→ TO DO
Swap "rival logo" for "sponsor logo" in the listing from its start through the line containing "77], [142, 78]]". Give those lines again with everything else unchanged.
------ MATERIAL PROVIDED
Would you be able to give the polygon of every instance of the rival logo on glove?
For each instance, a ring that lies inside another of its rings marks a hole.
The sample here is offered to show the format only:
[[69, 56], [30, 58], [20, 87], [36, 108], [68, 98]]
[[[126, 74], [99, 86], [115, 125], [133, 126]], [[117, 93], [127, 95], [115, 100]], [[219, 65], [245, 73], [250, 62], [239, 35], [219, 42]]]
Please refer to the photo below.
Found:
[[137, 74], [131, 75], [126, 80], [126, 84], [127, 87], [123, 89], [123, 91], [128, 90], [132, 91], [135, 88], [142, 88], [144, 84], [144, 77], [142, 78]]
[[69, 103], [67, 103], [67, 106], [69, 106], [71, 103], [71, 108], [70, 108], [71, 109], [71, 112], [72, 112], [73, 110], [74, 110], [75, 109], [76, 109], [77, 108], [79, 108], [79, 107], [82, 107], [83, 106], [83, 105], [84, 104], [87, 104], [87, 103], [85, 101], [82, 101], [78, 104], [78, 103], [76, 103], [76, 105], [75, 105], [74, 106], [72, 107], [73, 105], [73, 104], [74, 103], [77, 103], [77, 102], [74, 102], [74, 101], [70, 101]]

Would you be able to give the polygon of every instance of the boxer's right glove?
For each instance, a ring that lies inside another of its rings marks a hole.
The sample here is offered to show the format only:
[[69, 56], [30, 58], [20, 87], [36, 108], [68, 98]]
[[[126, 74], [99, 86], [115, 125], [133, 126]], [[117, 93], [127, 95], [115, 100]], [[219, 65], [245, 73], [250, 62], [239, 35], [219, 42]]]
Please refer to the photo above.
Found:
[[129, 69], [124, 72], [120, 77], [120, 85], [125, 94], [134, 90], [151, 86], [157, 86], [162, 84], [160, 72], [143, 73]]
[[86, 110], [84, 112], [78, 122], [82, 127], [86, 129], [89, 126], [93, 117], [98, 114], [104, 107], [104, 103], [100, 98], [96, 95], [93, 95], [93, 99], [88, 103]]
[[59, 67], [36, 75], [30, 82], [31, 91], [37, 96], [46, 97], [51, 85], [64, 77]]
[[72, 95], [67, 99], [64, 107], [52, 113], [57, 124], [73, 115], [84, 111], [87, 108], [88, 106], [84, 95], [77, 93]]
------------
→ THE SOLUTION
Would you be able to give the polygon of every instance of the sponsor logo on glove?
For each instance, a ring that lies inside another of its rings marks a hole.
The sample here is offered to show the format only:
[[69, 56], [30, 58], [20, 87], [36, 108], [68, 98]]
[[[126, 74], [99, 86], [115, 125], [133, 126]], [[117, 93], [127, 95], [115, 100]], [[219, 65], [245, 73], [250, 62], [239, 35], [219, 42]]]
Please refer to the photo below.
Found:
[[137, 74], [131, 75], [126, 80], [126, 84], [127, 87], [123, 89], [123, 91], [128, 90], [132, 91], [135, 88], [142, 88], [144, 84], [144, 77], [142, 78]]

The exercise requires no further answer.